** begin Task input **

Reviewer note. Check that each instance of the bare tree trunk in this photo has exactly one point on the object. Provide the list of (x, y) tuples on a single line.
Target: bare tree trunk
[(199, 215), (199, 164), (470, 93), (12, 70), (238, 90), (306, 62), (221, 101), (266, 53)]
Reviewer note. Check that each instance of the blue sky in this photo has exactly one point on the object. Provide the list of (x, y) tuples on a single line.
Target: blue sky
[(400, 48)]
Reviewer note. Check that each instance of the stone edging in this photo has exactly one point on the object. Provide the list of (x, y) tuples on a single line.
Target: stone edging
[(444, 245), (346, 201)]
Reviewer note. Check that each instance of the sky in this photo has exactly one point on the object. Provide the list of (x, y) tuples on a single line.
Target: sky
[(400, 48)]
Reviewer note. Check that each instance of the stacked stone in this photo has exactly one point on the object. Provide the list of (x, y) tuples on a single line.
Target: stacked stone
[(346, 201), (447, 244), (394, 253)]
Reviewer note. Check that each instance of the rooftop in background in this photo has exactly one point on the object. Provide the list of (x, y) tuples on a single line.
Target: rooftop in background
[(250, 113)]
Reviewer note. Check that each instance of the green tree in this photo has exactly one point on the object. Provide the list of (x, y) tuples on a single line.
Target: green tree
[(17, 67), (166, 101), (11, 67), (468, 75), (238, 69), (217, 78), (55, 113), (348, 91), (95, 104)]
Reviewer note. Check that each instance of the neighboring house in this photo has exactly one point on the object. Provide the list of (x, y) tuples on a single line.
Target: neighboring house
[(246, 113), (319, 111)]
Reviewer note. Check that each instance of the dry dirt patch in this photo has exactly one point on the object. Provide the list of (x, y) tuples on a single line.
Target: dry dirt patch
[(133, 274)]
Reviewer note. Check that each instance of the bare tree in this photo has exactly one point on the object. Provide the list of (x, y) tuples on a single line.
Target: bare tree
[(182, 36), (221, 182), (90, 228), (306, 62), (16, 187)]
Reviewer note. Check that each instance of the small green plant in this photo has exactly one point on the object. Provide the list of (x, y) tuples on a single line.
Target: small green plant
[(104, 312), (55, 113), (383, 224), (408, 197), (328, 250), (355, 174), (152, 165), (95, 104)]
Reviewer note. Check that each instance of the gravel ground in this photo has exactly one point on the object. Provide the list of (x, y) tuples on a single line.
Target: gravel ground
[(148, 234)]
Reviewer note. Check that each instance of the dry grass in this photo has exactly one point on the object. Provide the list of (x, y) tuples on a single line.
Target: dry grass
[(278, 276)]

** end Task input **

-- What is expected --
Please copy all of the entries above word for word, changing nothing.

-- Completed task --
Reviewer note. Check that each instance of the bare tree trunk in this photo has exactly one point on the object. Provide the list of (x, y) tuples on a single line.
Target: bare tree trunk
[(199, 215), (199, 164), (470, 93), (12, 70), (238, 90), (306, 62), (221, 101), (266, 53)]
Reviewer note. Check that each instance of the blue sky in this photo has exactly one point on the object. Provide the list of (x, y) tuples on a single line.
Target: blue sky
[(400, 48)]
Reviewer note. Check that each instance of the stone edging in this photo has exactly one point on the object. Provide the list of (x, y) tuples on a single line.
Target: stone edging
[(444, 245), (346, 201)]
Reviewer note. Check that each instance of the sky in this photo has exactly one point on the object. Provide the list of (x, y) tuples on a single line.
Target: sky
[(400, 48)]
Reviewer note. Check that each instance of the stacked stone in this photo has exactly one point on the object. Provide the list of (x, y) tuples on a single line.
Target: stacked stone
[(346, 201), (447, 244), (394, 253)]
Reviewer note. Check that each instance of the rooftop in background in this photo has exactly one point on the object. Provide the list of (x, y) tuples on a single line.
Target: rooftop in background
[(250, 113)]
Reviewer note. Check that each instance of the green tree in this photo has exactly one point on the object. Provide the list of (x, y) tuples on a single line.
Target: green tree
[(17, 67), (166, 101), (11, 67), (468, 75), (238, 69), (217, 78), (55, 113), (348, 91), (95, 104)]
Reviewer note. Check that each instance of the neighboring house in this photo has exactly one point on the object. Provide the list of (x, y) tuples on a single line.
Target: neighboring house
[(246, 113), (319, 111)]
Reviewer note. Check that each instance of the dry dirt patch in this photo has exactly one point on the object. Provide the list of (x, y) tuples on a single line.
Target: dry dirt patch
[(133, 274)]
Reviewer note. Check that each instance of the bare tree in this photo has exactly one point on the object. Provide the list of (x, y) tuples on a single line.
Target: bare tree
[(182, 36), (221, 182), (90, 228), (306, 62), (16, 187)]
Reviewer note. Check that each instance of the small green plant in this photo has exactly one point on the object. Provide the list of (x, y) tuples on a single line.
Target: small green plant
[(104, 312), (55, 113), (383, 224), (408, 197), (328, 250), (355, 174), (152, 165), (95, 104)]
Reviewer note. Check that each instance of the gravel ground in this photo has exactly one point on the object. Provide the list of (x, y) tuples on a single line.
Target: gravel ground
[(148, 234)]
Reviewer note. Check that each instance of the dry grass in this photo has exactly one point on the object. Provide the list of (x, y) tuples on a single line.
Target: dry grass
[(278, 276)]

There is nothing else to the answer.